* **Document text**

Please explain _why_ or _how_ you think YC promotes ME TOO mentality.

I'm not disagreeing or agreeing with you, I just want to know better where
you're coming from. For my own view, I see that there tends to be a habit of
mob upvoting of already upvoted comments once comments reach a certain
threshold above other comments in a discussion.

------
hhm
In my opinion, you are doing it wrong. The voting scheme doesn't promote herd
mentality, the voting scheme is used to sort the comments on the threads. Now,
should you measure yourself by your level of karma? NO. The smartest guys here
don't have the greatest karma necessarily, so you shouldn't care either. Say
what you have to say, and don't mind the score you are given because of it. Is
that being cynical? No: because you'll see that your comments with the biggest
score will often be trivial or simply wrong, so if you'd started following the
score you'd start posting trivial and wrong stuff. Don't do that. Just say
what you have to say, learn with us, teach us, and that's it.

------
umangjaipuria
Herd mentality = when everyone has the same opinions. Going by the number and
nature of comments, I don't think that is true.

Diversity of thought: Barring phenomena like the Chrome launch, look at the
variety of articles here. I think it's great. Remember that this isn't generic
news, but Hacker News. So it's going to be more internet & technology centric
that your Wall Street Journal.

------
lallysingh
It's not the voting scheme causing the herd mentality. People tend to
subscribe to one train of thought until convinced otherwise (which, deep down,
is as much a popularity contest as anything else). It's the human herd you're
really complaining about.

Such complaints, btw, are (-1, Redundant).

------
vaksel
maybe turn off voting on comments, but keep voting for stories. That way good
stories get dug up and bad stories don't. And you don't have people voting you
down because you said something they might disagree with.

i.e. today I got voted down(went down to -1) because I said I don't like ads.

------
mick_m
Complaints like this turn up ever so often, but I guess Paul is still bitter
about losing the popularity contest back in high school
(<http://paulgraham.com/nerds.html>) and now wants to create a popularity
contest that's geared towards him winning from the get-go. Can't keep him from
doing that, all we can do is ignore the mods.

* **Listed records**
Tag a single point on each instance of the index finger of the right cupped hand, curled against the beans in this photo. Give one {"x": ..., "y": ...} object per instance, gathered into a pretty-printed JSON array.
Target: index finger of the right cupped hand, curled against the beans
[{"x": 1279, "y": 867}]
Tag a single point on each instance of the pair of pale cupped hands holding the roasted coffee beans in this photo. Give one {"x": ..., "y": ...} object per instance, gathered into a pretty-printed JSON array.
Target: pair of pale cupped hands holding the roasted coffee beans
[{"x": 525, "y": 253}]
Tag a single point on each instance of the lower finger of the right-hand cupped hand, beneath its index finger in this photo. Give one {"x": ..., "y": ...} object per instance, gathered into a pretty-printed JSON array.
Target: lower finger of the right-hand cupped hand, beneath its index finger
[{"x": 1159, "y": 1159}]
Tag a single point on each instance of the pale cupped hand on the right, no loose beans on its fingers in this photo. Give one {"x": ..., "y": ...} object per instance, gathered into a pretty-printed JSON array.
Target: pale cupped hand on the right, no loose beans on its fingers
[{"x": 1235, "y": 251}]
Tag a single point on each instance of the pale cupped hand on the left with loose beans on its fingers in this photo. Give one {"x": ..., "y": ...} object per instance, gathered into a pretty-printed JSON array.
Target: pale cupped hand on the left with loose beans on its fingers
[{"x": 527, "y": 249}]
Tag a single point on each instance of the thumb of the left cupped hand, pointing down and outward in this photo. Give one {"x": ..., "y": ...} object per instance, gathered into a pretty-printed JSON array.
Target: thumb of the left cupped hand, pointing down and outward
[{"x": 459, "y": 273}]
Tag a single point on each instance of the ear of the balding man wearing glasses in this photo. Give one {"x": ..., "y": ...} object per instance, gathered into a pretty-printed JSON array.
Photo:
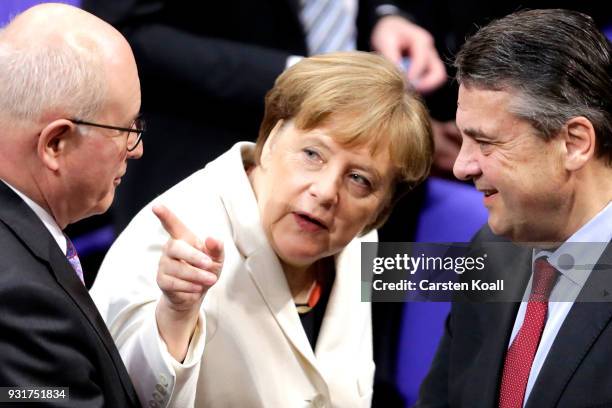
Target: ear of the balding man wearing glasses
[{"x": 53, "y": 142}]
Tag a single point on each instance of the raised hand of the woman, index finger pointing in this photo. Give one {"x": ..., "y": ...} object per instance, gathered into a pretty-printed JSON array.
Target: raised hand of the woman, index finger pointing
[{"x": 188, "y": 267}]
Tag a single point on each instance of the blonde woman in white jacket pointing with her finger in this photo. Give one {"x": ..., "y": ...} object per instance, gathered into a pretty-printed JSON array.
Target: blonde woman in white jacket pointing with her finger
[{"x": 283, "y": 325}]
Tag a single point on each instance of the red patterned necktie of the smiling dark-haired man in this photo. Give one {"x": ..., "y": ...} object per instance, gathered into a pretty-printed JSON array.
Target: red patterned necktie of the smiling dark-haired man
[{"x": 519, "y": 357}]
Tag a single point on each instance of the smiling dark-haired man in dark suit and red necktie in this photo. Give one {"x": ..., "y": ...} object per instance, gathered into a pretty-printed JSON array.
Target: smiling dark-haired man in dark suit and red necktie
[{"x": 535, "y": 114}]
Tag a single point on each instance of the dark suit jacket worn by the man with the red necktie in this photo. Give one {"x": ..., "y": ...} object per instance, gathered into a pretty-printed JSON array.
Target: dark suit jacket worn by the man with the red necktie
[{"x": 466, "y": 371}]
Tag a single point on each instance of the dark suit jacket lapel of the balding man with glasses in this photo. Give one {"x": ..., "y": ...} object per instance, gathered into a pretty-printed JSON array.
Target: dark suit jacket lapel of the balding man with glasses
[{"x": 24, "y": 223}]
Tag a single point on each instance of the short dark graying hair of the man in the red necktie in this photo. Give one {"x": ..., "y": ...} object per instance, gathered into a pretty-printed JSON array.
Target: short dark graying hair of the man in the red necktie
[{"x": 556, "y": 61}]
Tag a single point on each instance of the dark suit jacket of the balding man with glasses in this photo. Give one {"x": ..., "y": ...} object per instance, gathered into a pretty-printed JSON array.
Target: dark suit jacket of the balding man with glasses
[{"x": 51, "y": 332}]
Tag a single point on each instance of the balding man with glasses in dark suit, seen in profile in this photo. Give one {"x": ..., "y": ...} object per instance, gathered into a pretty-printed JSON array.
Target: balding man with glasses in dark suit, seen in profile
[{"x": 69, "y": 100}]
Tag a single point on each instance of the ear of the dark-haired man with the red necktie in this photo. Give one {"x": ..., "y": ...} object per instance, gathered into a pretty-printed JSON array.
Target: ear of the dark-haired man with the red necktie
[{"x": 579, "y": 143}]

* **Assignment**
Summarize the thread on voting and herd mentality in two sentences. The items are not needed here.

* **Answer below**
One commenter asks why others think YC promotes a "me too" mentality and observes that comments already ahead in votes tend to attract still more upvotes. Replies argue that the voting scheme only sorts comments, that the variety of comments and articles shows no herd mentality, and that herd thinking comes from people rather than the scheme, while another reply suggests turning off voting on comments but keeping it for stories.